Please report each line of the data below that contains "then".

Material provided
>>>
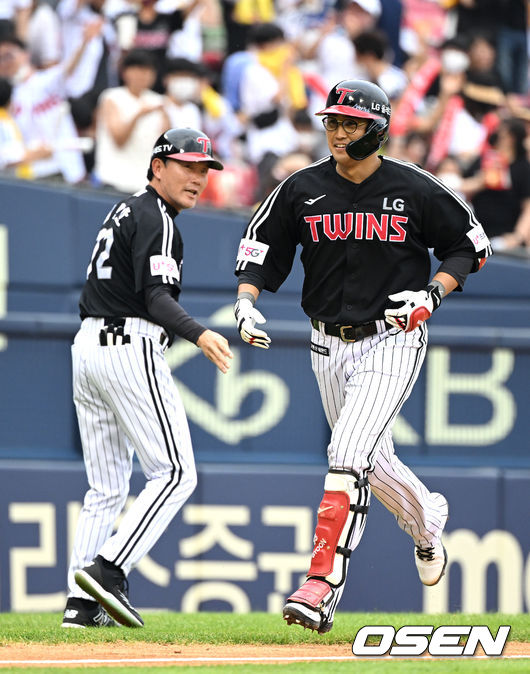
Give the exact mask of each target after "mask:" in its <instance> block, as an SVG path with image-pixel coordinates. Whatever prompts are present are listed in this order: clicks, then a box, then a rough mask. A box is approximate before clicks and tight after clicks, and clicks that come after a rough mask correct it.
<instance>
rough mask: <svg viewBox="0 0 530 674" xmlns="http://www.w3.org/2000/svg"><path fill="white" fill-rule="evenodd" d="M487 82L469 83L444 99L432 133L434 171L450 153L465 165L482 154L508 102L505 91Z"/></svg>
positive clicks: (480, 155)
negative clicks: (438, 116) (503, 110)
mask: <svg viewBox="0 0 530 674" xmlns="http://www.w3.org/2000/svg"><path fill="white" fill-rule="evenodd" d="M484 82H485V84H483V85H482V84H477V83H474V82H469V83H466V82H464V84H463V85H462V87H461V89H460V91H458V92H454V93H452V94H451V95H450V96H448V97H446V98H444V102H443V104H442V105H443V111H442V114H441V118H440V121H439V124H438V126H437V127H436V130H435V131H434V133H433V136H432V142H431V147H430V150H429V154H428V156H427V160H426V167H427V168H428V169H429V170H432V168H433V167H435V166H437V165H438V163H439V162H440V161H441V160H442V159H443V158H444V157H446V156H447V155H448V154H451V155H454V156H455V157H457V159H458V161H459V162H460V163H461V165H462V166H463V167H464V169H465V168H466V167H467V166H469V165H470V164H471V163H472V162H473V161H474V160H475V159H476V158H477V157H480V156H481V154H482V152H483V150H484V147H485V142H486V140H487V137H488V135H489V133H490V132H491V131H493V130H494V128H495V127H496V126H497V124H498V121H499V116H498V111H499V109H500V108H501V107H502V106H503V105H504V104H505V102H506V100H505V97H504V94H503V92H502V91H501V90H500V89H498V88H497V87H495V86H491V85H490V83H489V82H488V80H487V78H484Z"/></svg>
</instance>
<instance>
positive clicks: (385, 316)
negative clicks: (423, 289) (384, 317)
mask: <svg viewBox="0 0 530 674" xmlns="http://www.w3.org/2000/svg"><path fill="white" fill-rule="evenodd" d="M436 290H437V288H436V287H433V286H427V288H425V289H424V290H417V291H413V290H404V291H403V292H401V293H394V294H393V295H389V296H388V299H389V300H391V301H392V302H396V303H399V302H401V303H402V304H401V306H399V307H397V308H393V309H386V310H385V320H386V322H387V323H390V325H393V326H394V327H395V328H399V329H400V330H403V332H411V331H412V330H415V329H416V328H417V327H418V325H421V324H422V323H423V322H424V321H426V320H427V319H428V318H430V316H431V314H432V312H433V311H434V310H435V309H437V308H438V307H439V306H440V302H441V297H440V294H439V292H436Z"/></svg>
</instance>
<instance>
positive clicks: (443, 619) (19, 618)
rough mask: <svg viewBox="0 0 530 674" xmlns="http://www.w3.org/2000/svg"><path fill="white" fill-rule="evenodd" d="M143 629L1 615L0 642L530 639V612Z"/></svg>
mask: <svg viewBox="0 0 530 674" xmlns="http://www.w3.org/2000/svg"><path fill="white" fill-rule="evenodd" d="M143 617H144V619H145V623H146V625H145V627H144V628H142V629H127V628H123V627H121V628H119V627H116V628H105V629H90V630H71V629H70V630H65V629H62V628H61V627H60V620H61V615H60V614H50V613H18V614H17V613H1V614H0V645H3V644H7V643H13V642H17V641H18V642H45V643H50V644H58V643H109V642H113V641H117V640H122V641H132V642H136V641H145V642H151V643H165V644H167V643H182V644H191V643H202V644H297V643H324V644H343V643H345V644H351V643H352V641H353V638H354V636H355V634H356V633H357V631H358V630H359V629H360V628H361V627H364V626H365V625H394V626H395V627H396V629H397V628H398V627H401V626H402V625H434V626H435V627H437V626H439V625H487V626H488V627H489V628H490V630H492V631H493V630H495V632H496V631H497V628H498V626H499V625H511V627H512V629H511V632H510V636H509V641H526V642H530V616H529V615H528V614H515V615H513V614H501V613H485V614H481V615H477V614H466V613H444V614H437V615H425V614H421V613H339V614H338V615H337V616H336V617H335V625H334V626H333V629H332V630H331V632H329V633H328V634H323V635H319V634H316V633H314V632H310V631H309V630H302V629H300V628H299V627H297V626H294V625H293V626H290V627H288V626H287V625H286V624H285V623H284V621H283V620H282V618H281V616H280V615H277V614H273V613H246V614H234V613H194V614H189V613H188V614H183V613H170V612H160V613H158V612H157V613H146V614H143Z"/></svg>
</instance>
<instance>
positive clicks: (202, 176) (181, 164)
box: [151, 159, 209, 211]
mask: <svg viewBox="0 0 530 674" xmlns="http://www.w3.org/2000/svg"><path fill="white" fill-rule="evenodd" d="M152 169H153V174H154V178H153V180H152V181H151V184H152V186H153V187H154V188H155V189H156V191H157V192H158V194H160V196H161V197H162V198H163V199H164V200H165V201H167V202H168V203H169V204H171V205H172V206H173V207H174V208H176V209H177V211H181V210H183V209H185V208H193V207H194V206H195V205H196V204H197V201H198V200H199V197H200V196H201V194H202V193H203V191H204V188H205V187H206V185H207V183H208V171H209V166H208V162H205V161H201V162H186V161H178V160H176V159H166V163H165V164H164V162H163V161H162V160H161V159H153V162H152Z"/></svg>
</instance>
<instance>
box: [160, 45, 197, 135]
mask: <svg viewBox="0 0 530 674" xmlns="http://www.w3.org/2000/svg"><path fill="white" fill-rule="evenodd" d="M164 86H165V91H166V96H167V98H168V103H167V105H166V111H167V114H168V116H169V122H170V124H171V126H190V127H192V128H202V126H203V124H202V119H201V110H200V108H199V103H200V101H201V81H200V78H199V71H198V67H197V64H195V63H193V62H192V61H188V59H184V58H178V59H170V60H168V61H167V63H166V74H165V76H164Z"/></svg>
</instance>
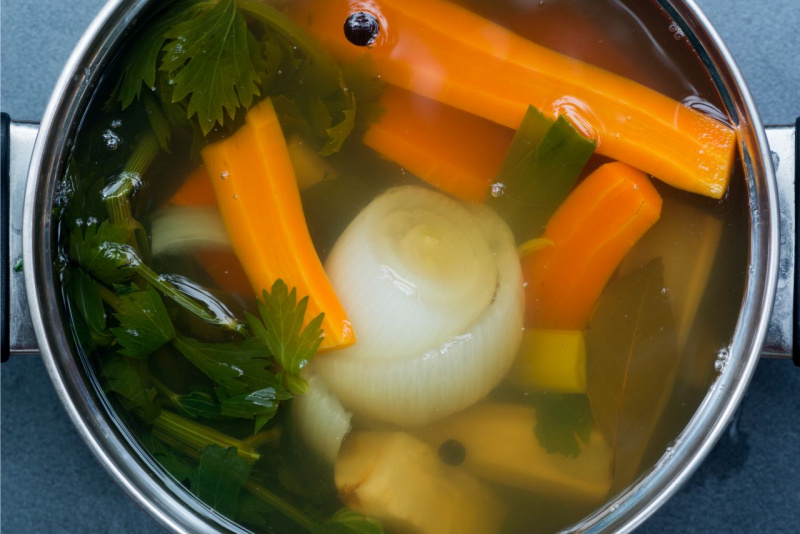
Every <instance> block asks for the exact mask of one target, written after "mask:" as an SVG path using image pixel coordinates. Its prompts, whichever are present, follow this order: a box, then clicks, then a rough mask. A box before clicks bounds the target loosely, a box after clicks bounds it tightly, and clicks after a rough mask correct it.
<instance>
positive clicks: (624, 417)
mask: <svg viewBox="0 0 800 534" xmlns="http://www.w3.org/2000/svg"><path fill="white" fill-rule="evenodd" d="M663 271H664V268H663V265H662V261H661V258H656V259H655V260H653V261H651V262H650V263H648V264H646V265H645V266H644V267H642V268H640V269H638V270H636V271H633V272H632V273H630V274H628V275H626V276H625V277H623V278H621V279H619V280H617V281H615V282H614V283H613V284H611V285H609V286H608V287H607V288H606V290H605V291H604V292H603V294H602V295H601V297H600V300H599V301H598V302H597V306H596V307H595V310H594V312H593V313H592V317H591V319H590V321H589V330H588V332H587V334H586V353H587V362H586V363H587V368H586V372H587V395H588V396H589V401H590V402H591V405H592V413H593V414H594V417H595V421H596V422H597V426H598V428H599V429H600V431H601V432H603V434H604V435H605V437H606V439H607V440H608V443H609V444H610V445H611V446H612V448H613V450H614V462H613V474H614V478H615V484H616V485H622V486H624V485H626V484H628V483H629V482H631V481H632V480H633V478H634V477H635V476H636V474H637V472H638V468H639V463H640V461H641V459H642V456H643V455H644V453H645V450H646V447H647V444H648V442H649V441H650V438H651V437H652V434H653V432H654V430H655V427H656V424H657V422H658V420H659V419H660V417H661V414H662V413H663V411H664V409H665V407H666V403H667V401H668V400H669V396H670V394H671V392H672V386H673V384H674V382H675V375H676V370H677V365H678V361H679V359H678V356H679V354H678V348H677V334H676V330H675V325H674V322H673V317H672V306H671V303H670V298H669V293H668V292H665V291H663V288H664V273H663Z"/></svg>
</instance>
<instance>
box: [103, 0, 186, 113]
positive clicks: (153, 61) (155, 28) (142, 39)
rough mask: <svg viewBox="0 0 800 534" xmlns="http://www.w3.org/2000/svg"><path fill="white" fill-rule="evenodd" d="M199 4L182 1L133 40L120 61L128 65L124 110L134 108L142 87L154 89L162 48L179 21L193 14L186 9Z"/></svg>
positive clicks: (126, 70)
mask: <svg viewBox="0 0 800 534" xmlns="http://www.w3.org/2000/svg"><path fill="white" fill-rule="evenodd" d="M194 4H195V2H181V3H178V4H176V5H175V6H173V7H171V8H170V10H169V12H167V13H161V14H159V15H158V16H156V17H153V18H152V19H151V20H149V21H148V22H147V24H146V25H145V26H144V29H143V30H142V32H141V33H139V34H138V35H136V38H135V39H133V40H131V42H132V44H131V46H130V48H129V49H128V51H127V52H126V53H125V58H124V59H123V60H122V61H121V62H120V63H121V64H122V65H124V70H123V72H122V79H121V81H120V86H119V101H120V104H122V109H125V108H127V107H128V106H130V105H131V104H132V103H133V101H134V100H136V99H138V98H139V97H140V96H141V94H142V87H143V86H146V87H148V88H150V89H153V88H154V87H155V84H156V70H157V68H158V59H159V57H160V56H161V49H162V47H163V46H164V43H165V42H166V40H167V38H166V37H165V34H166V32H167V30H169V29H170V28H171V27H172V26H174V25H175V24H176V23H177V22H178V21H179V20H181V19H182V18H184V17H186V16H188V15H189V13H187V12H186V8H187V7H188V6H190V5H194Z"/></svg>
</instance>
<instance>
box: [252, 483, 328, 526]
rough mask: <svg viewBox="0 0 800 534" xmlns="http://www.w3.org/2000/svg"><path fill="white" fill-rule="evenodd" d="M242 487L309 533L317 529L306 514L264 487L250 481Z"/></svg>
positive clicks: (315, 524)
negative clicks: (303, 528)
mask: <svg viewBox="0 0 800 534" xmlns="http://www.w3.org/2000/svg"><path fill="white" fill-rule="evenodd" d="M244 487H245V488H246V489H247V491H249V492H250V493H252V494H253V495H254V496H256V497H257V498H259V499H261V500H262V501H264V502H265V503H267V504H268V505H269V506H271V507H272V508H275V509H276V510H278V511H279V512H281V513H282V514H284V515H285V516H286V517H288V518H289V519H291V520H292V521H294V522H295V523H297V524H298V525H300V526H301V527H303V528H304V529H306V530H308V531H309V532H314V531H315V529H317V528H318V524H317V522H316V521H314V520H312V519H311V518H310V517H308V516H307V515H306V514H304V513H303V512H301V511H300V510H298V509H297V508H295V507H294V506H292V505H291V504H290V503H288V502H286V501H285V500H284V499H281V498H280V497H278V496H277V495H275V494H274V493H272V492H271V491H269V490H268V489H267V488H265V487H264V486H262V485H260V484H257V483H255V482H253V481H252V479H250V480H248V481H247V482H246V483H245V485H244Z"/></svg>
<<<
Task result
Give the exact mask of each target after "mask:" in its <instance> block, as an SVG path with image-pixel coordinates. Whatever prompts are present are listed in this order: clicks, then a box, then a rough mask. A box is approximate before clicks and tight after clicks, and clicks that come after a rough mask correct it.
Every <instance> block asks for the exact mask of one target, written after "mask:" as an SVG path using image pixel coordinates. Its prompts, whichever are present, follow this order: a box, then clicks, then a rough mask. A box before clicks bounds the target loosely, a box after clicks bounds it tightly, and clicks after a rough mask correct it.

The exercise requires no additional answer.